+++ DATA EXCERPTS

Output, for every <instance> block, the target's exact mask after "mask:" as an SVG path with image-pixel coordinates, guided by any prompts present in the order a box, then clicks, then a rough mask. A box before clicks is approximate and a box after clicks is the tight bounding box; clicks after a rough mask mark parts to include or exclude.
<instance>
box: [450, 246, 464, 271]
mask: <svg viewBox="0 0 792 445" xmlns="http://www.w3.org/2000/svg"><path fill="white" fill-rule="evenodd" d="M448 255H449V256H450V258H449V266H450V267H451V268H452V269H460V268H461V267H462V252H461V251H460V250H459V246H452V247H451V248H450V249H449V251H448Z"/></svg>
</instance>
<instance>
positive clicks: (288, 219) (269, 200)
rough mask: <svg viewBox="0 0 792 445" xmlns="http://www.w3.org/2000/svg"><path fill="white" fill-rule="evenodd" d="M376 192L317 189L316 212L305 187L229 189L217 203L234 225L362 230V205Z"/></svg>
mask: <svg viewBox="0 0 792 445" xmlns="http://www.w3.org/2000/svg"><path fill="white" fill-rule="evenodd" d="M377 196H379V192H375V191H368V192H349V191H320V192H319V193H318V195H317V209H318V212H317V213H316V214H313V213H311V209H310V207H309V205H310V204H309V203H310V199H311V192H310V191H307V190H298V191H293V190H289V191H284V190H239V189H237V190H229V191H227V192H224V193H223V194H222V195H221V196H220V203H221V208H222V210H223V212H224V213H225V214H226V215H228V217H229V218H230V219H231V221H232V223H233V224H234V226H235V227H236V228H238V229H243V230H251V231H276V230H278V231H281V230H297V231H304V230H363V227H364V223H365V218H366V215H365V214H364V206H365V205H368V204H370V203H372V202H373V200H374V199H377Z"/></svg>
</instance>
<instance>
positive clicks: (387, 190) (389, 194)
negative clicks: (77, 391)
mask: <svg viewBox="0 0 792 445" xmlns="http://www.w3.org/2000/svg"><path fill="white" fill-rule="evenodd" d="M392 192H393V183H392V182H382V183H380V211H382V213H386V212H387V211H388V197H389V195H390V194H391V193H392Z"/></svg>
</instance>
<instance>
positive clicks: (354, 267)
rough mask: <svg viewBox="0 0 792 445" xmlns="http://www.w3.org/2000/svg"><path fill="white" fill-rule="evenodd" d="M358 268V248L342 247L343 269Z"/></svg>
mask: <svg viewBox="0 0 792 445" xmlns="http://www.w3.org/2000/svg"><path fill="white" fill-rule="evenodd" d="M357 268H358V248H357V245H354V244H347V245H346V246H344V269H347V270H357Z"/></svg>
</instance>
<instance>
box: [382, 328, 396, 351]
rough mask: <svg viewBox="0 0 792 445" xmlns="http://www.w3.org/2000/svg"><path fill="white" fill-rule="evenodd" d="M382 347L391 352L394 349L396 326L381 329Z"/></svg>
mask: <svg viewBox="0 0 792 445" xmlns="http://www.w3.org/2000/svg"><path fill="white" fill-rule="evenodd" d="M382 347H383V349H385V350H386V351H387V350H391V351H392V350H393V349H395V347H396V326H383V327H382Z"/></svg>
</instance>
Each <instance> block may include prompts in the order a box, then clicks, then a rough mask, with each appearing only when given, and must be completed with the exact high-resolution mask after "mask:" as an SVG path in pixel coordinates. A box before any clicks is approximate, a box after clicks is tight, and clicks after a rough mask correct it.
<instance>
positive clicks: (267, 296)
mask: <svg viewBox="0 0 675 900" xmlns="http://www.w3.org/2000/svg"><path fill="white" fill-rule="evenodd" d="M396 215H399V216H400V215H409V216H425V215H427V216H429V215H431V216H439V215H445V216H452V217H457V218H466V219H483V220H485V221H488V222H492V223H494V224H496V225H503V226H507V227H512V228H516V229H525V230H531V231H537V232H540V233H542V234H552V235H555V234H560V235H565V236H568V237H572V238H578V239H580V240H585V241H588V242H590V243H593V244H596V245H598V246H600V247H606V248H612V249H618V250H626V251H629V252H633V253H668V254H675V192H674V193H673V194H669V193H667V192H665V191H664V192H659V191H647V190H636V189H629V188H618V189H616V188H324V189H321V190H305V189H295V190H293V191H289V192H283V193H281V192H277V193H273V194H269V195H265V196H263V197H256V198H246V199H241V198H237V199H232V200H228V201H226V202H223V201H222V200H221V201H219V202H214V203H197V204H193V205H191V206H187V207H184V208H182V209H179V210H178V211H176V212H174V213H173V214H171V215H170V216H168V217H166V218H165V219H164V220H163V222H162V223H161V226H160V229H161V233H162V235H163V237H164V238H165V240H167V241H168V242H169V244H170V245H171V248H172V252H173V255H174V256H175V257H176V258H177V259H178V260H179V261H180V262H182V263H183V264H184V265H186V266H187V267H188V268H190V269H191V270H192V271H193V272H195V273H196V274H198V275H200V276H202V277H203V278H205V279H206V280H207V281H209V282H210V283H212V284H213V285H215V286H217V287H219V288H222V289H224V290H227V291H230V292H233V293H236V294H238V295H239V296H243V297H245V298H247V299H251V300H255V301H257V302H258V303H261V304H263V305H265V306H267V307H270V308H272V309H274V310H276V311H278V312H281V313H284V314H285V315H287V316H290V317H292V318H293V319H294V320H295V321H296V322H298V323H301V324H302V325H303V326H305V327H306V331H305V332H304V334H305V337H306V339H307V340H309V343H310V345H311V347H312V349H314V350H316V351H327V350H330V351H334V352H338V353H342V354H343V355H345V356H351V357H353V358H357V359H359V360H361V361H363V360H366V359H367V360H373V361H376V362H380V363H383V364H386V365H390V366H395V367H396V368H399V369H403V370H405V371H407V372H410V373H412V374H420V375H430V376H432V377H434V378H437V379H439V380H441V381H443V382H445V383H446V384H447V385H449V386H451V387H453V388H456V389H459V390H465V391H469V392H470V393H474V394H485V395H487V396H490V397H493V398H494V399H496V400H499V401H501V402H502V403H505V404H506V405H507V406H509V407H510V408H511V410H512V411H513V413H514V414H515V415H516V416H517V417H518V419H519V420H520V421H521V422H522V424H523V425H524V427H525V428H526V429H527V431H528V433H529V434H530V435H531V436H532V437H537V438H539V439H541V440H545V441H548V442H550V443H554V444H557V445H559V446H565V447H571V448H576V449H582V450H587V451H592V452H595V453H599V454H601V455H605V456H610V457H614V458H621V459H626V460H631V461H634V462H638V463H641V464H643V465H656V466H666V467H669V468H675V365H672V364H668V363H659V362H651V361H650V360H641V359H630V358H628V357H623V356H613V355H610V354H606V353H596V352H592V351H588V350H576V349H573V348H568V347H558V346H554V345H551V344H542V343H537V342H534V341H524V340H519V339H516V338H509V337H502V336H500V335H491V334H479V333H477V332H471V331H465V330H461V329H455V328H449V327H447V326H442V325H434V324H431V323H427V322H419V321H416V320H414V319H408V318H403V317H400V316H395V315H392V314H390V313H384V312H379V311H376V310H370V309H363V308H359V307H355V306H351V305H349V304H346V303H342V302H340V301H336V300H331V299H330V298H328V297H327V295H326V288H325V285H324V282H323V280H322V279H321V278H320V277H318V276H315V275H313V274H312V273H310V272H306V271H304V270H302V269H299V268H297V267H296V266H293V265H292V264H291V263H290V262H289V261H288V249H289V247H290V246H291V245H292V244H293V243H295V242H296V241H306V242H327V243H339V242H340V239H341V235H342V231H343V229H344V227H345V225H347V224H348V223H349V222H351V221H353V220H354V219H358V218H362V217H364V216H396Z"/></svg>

++++++

YOUR OBJECTIVE: Exact copies of all the records are required.

SOLVED PROBLEM:
Output, for every <instance> block, the target's exact mask after "mask:" as an SVG path with image-pixel coordinates, guided by any prompts present in the order a box, then clicks, then a rough mask. A box before clicks is approximate and a box after clicks is the tight bounding box; clicks after a rough mask mark parts to include or exclude.
<instance>
box: [450, 246, 464, 271]
mask: <svg viewBox="0 0 792 445" xmlns="http://www.w3.org/2000/svg"><path fill="white" fill-rule="evenodd" d="M448 255H449V256H450V258H449V266H450V267H451V268H452V269H460V268H461V267H462V252H461V251H460V250H459V246H452V247H451V248H450V249H449V251H448Z"/></svg>
</instance>
<instance>
positive clicks: (288, 219) (269, 200)
rough mask: <svg viewBox="0 0 792 445" xmlns="http://www.w3.org/2000/svg"><path fill="white" fill-rule="evenodd" d="M376 192L317 189L316 212L305 187L229 189L217 203L234 225L362 230V205Z"/></svg>
mask: <svg viewBox="0 0 792 445" xmlns="http://www.w3.org/2000/svg"><path fill="white" fill-rule="evenodd" d="M377 196H379V192H375V191H368V192H349V191H320V192H319V193H318V195H317V209H318V212H317V213H316V214H313V213H311V209H310V207H309V205H310V204H309V203H310V199H311V192H310V191H307V190H298V191H293V190H289V191H284V190H239V189H237V190H229V191H227V192H224V193H223V194H222V195H221V196H220V203H221V208H222V210H223V212H224V213H225V214H226V215H228V217H229V218H230V219H231V221H232V223H233V224H234V226H235V227H236V228H238V229H243V230H251V231H276V230H278V231H281V230H297V231H304V230H363V227H364V223H365V218H366V215H365V214H364V206H365V205H368V204H370V203H372V202H373V200H374V199H377Z"/></svg>
</instance>
<instance>
positive clicks: (387, 190) (389, 194)
negative clicks: (77, 391)
mask: <svg viewBox="0 0 792 445" xmlns="http://www.w3.org/2000/svg"><path fill="white" fill-rule="evenodd" d="M392 192H393V183H392V182H382V183H380V211H382V213H386V212H387V211H388V197H389V195H390V194H391V193H392Z"/></svg>
</instance>
<instance>
positive clicks: (354, 267)
rough mask: <svg viewBox="0 0 792 445" xmlns="http://www.w3.org/2000/svg"><path fill="white" fill-rule="evenodd" d="M358 268V248L342 247L343 269Z"/></svg>
mask: <svg viewBox="0 0 792 445" xmlns="http://www.w3.org/2000/svg"><path fill="white" fill-rule="evenodd" d="M357 268H358V248H357V245H354V244H347V245H346V246H344V269H347V270H357Z"/></svg>
</instance>
<instance>
box: [382, 328, 396, 351]
rough mask: <svg viewBox="0 0 792 445" xmlns="http://www.w3.org/2000/svg"><path fill="white" fill-rule="evenodd" d="M382 347L391 352L394 349L396 326L381 329Z"/></svg>
mask: <svg viewBox="0 0 792 445" xmlns="http://www.w3.org/2000/svg"><path fill="white" fill-rule="evenodd" d="M382 347H383V349H385V350H386V351H387V350H391V351H392V350H393V349H395V347H396V326H383V327H382Z"/></svg>
</instance>
Each <instance> block may include prompts in the order a box, then clicks, then a rough mask, with each appearing only when given, and must be completed with the exact high-resolution mask after "mask:" as an SVG path in pixel coordinates. A box before any clicks is approximate, a box after clicks is tight, and clicks after a rough mask correct it.
<instance>
positive clicks: (267, 296)
mask: <svg viewBox="0 0 675 900" xmlns="http://www.w3.org/2000/svg"><path fill="white" fill-rule="evenodd" d="M396 215H399V216H400V215H409V216H425V215H427V216H429V215H431V216H439V215H445V216H452V217H457V218H466V219H483V220H485V221H488V222H492V223H494V224H496V225H503V226H507V227H512V228H516V229H525V230H531V231H537V232H540V233H542V234H552V235H555V234H560V235H565V236H568V237H572V238H578V239H580V240H585V241H588V242H590V243H593V244H596V245H598V246H600V247H606V248H612V249H618V250H626V251H629V252H633V253H668V254H675V192H674V193H673V194H669V193H667V192H665V191H664V192H659V191H647V190H636V189H629V188H618V189H616V188H324V189H321V190H305V189H295V190H293V191H289V192H283V193H281V192H277V193H273V194H269V195H265V196H263V197H256V198H246V199H241V198H237V199H232V200H228V201H226V202H223V201H222V200H221V201H219V202H214V203H197V204H193V205H191V206H187V207H184V208H182V209H179V210H178V211H176V212H174V213H173V214H171V215H170V216H168V217H166V218H165V219H164V220H163V222H162V223H161V226H160V229H161V233H162V235H163V237H164V238H165V240H167V241H168V242H169V244H170V245H171V248H172V252H173V255H174V256H175V257H176V258H177V259H178V260H179V261H180V262H182V263H183V264H184V265H186V266H187V267H188V268H190V269H191V270H192V271H193V272H195V273H196V274H198V275H200V276H202V277H203V278H205V279H206V280H207V281H209V282H210V283H212V284H213V285H215V286H217V287H219V288H222V289H224V290H227V291H230V292H233V293H236V294H238V295H239V296H243V297H245V298H247V299H251V300H255V301H257V302H258V303H261V304H263V305H265V306H267V307H270V308H272V309H274V310H276V311H278V312H281V313H284V314H285V315H287V316H290V317H292V318H293V319H294V320H295V321H296V322H298V323H301V324H302V325H303V326H305V327H306V331H305V332H304V334H305V337H306V339H307V340H309V343H310V345H311V347H312V349H314V350H316V351H327V350H330V351H334V352H338V353H342V354H343V355H345V356H351V357H353V358H357V359H359V360H361V361H363V360H366V359H367V360H373V361H376V362H380V363H383V364H386V365H390V366H395V367H396V368H399V369H403V370H405V371H407V372H410V373H412V374H420V375H430V376H432V377H434V378H437V379H439V380H441V381H443V382H445V383H446V384H447V385H449V386H451V387H453V388H456V389H459V390H465V391H469V392H470V393H474V394H485V395H487V396H490V397H493V398H494V399H496V400H499V401H501V402H502V403H505V404H506V405H507V406H509V407H510V408H511V410H512V411H513V413H514V414H515V415H516V416H517V417H518V419H519V420H520V421H521V422H522V424H523V425H524V427H525V428H526V429H527V431H528V433H529V434H530V435H531V436H532V437H537V438H539V439H541V440H545V441H548V442H550V443H554V444H557V445H559V446H565V447H571V448H576V449H582V450H587V451H592V452H595V453H599V454H601V455H605V456H610V457H614V458H621V459H626V460H631V461H634V462H638V463H641V464H643V465H656V466H666V467H669V468H675V365H672V364H668V363H659V362H651V361H650V360H641V359H630V358H628V357H623V356H613V355H610V354H606V353H596V352H592V351H588V350H576V349H573V348H568V347H558V346H554V345H551V344H542V343H537V342H534V341H524V340H519V339H516V338H509V337H502V336H500V335H491V334H479V333H477V332H471V331H465V330H461V329H455V328H449V327H447V326H442V325H434V324H431V323H427V322H419V321H416V320H414V319H408V318H403V317H400V316H395V315H392V314H390V313H384V312H379V311H376V310H370V309H363V308H359V307H355V306H351V305H349V304H346V303H342V302H340V301H336V300H331V299H330V298H328V297H327V295H326V288H325V285H324V282H323V280H322V279H321V278H320V277H318V276H315V275H313V274H312V273H310V272H306V271H304V270H302V269H299V268H297V267H296V266H293V265H292V264H291V263H290V262H289V261H288V249H289V247H290V246H291V245H292V244H293V243H295V242H296V241H306V242H327V243H339V242H340V239H341V235H342V231H343V229H344V227H345V225H347V224H348V223H349V222H351V221H353V220H354V219H358V218H362V217H364V216H396Z"/></svg>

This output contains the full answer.